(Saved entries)
=== Section Start ===
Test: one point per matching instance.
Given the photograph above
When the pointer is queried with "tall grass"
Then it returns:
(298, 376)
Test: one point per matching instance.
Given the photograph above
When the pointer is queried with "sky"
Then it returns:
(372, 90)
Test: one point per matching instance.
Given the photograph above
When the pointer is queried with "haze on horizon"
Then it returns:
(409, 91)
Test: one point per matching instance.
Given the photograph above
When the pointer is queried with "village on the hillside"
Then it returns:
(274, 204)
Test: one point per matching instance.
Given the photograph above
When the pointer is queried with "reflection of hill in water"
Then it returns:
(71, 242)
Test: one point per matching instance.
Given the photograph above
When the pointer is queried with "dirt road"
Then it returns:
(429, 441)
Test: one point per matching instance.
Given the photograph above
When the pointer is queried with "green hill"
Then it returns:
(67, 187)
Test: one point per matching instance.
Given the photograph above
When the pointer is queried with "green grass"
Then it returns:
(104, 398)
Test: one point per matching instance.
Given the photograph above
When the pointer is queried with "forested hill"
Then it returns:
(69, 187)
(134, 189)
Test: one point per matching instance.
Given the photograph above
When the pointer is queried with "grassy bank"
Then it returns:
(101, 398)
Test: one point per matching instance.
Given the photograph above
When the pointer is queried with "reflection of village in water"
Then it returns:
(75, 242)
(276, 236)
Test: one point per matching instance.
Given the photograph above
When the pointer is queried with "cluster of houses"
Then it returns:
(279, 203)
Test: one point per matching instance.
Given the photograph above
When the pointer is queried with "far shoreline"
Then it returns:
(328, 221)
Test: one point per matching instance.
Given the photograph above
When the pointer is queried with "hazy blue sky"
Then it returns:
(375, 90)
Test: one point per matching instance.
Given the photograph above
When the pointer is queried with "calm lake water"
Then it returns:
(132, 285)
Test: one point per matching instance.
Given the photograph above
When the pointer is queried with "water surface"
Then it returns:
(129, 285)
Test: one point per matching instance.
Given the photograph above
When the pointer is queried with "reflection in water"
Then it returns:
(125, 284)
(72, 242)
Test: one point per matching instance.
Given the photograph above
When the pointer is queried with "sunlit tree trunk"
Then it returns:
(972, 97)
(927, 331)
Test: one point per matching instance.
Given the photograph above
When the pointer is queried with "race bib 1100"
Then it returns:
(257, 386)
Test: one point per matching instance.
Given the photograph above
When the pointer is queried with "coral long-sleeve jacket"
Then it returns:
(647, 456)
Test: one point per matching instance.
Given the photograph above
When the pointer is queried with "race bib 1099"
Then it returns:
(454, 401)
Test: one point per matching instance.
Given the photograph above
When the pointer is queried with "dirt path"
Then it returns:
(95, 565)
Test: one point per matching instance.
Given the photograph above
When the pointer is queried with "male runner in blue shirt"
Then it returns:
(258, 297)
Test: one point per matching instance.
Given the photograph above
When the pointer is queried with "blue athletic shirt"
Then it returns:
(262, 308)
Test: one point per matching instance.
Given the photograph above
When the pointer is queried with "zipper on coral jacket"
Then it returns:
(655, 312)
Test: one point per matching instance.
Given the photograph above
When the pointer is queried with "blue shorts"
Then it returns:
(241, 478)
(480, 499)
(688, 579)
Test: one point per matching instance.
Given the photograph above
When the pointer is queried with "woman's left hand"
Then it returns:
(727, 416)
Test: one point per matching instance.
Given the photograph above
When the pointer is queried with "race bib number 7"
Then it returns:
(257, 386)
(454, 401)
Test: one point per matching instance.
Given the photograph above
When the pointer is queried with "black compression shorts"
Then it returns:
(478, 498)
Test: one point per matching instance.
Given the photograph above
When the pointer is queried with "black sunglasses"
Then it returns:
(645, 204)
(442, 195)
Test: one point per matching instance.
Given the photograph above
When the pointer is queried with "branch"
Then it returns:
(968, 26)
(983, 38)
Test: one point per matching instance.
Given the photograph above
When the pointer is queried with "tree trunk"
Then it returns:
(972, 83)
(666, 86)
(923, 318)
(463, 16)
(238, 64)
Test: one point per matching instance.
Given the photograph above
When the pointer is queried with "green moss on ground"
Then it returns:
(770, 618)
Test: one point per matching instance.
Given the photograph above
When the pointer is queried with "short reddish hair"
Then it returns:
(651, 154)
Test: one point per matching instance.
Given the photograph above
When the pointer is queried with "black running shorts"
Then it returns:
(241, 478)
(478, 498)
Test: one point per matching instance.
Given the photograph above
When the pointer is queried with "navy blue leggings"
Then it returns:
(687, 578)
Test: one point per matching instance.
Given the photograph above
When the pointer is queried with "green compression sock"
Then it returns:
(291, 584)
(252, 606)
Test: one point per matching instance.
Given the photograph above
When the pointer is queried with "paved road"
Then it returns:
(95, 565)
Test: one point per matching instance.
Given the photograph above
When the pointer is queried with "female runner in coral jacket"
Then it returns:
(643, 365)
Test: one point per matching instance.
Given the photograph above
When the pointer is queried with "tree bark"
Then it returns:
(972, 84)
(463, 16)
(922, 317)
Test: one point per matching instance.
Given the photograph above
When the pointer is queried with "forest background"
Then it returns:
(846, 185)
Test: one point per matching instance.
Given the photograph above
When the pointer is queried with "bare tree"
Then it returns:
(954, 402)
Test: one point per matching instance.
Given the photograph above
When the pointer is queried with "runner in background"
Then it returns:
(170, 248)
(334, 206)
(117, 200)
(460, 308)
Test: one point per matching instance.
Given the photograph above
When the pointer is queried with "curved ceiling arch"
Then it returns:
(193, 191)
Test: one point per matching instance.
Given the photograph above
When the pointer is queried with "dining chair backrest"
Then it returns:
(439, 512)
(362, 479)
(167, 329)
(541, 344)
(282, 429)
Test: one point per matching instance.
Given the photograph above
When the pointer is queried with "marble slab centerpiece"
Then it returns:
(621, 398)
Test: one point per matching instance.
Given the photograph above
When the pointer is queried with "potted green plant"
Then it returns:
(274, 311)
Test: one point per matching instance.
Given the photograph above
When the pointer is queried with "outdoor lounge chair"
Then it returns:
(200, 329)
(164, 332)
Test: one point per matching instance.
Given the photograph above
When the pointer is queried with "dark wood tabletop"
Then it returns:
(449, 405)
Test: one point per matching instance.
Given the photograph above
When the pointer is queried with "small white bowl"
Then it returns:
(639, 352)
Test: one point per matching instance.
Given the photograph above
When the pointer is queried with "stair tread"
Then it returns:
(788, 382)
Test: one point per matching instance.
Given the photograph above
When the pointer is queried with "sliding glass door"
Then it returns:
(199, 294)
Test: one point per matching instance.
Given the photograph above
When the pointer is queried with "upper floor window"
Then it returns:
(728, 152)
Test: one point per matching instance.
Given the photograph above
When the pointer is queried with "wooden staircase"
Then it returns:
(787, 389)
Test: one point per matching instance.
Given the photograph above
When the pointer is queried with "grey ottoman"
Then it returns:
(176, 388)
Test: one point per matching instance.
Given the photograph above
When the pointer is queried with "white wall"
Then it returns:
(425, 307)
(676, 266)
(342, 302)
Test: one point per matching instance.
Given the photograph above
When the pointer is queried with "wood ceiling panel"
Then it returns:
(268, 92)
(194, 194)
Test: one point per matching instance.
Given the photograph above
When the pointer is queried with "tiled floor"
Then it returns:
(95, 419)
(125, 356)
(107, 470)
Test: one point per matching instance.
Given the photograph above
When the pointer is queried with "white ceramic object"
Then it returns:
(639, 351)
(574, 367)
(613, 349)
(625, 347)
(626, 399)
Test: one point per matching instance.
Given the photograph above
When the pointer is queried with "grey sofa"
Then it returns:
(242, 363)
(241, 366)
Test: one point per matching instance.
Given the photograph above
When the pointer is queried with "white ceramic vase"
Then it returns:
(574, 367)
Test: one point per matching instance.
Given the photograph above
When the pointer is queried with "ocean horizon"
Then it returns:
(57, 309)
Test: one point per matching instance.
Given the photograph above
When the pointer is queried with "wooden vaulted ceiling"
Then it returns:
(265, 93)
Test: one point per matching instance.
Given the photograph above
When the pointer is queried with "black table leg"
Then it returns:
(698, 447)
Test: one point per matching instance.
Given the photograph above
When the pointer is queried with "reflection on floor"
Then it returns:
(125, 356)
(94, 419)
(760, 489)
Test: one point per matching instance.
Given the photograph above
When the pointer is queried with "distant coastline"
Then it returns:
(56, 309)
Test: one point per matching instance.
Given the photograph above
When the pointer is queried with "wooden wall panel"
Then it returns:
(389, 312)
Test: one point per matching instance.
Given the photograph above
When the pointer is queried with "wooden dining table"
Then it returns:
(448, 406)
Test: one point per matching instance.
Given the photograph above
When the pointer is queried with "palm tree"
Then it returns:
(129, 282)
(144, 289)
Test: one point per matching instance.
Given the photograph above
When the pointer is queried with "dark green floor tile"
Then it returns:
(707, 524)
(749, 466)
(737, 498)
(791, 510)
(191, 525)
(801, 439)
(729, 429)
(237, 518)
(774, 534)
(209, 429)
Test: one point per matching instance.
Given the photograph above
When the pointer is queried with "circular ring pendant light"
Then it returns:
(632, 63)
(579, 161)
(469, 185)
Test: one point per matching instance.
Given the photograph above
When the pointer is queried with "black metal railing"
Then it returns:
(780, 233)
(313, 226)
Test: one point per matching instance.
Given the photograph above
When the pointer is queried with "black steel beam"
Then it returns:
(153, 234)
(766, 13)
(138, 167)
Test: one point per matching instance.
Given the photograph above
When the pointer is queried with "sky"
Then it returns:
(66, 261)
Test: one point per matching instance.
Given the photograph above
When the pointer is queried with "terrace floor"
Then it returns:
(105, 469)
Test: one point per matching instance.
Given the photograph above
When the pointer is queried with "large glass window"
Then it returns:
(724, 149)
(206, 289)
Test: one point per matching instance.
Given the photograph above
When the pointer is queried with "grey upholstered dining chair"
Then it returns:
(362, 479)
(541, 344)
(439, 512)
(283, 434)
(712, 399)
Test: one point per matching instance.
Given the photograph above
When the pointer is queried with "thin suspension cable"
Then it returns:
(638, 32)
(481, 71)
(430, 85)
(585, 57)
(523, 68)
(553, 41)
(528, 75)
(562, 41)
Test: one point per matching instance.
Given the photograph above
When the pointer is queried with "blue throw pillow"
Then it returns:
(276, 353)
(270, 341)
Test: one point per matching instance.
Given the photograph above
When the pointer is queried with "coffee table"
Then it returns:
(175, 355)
=== Section End ===
- Task to complete: Copy every line of the records above that contains "dining".

- Task response:
When the pointer is queried with "dining chair backrest"
When the pointer is queried with "wooden dining table"
When the pointer is queried with "grey upholstered dining chair"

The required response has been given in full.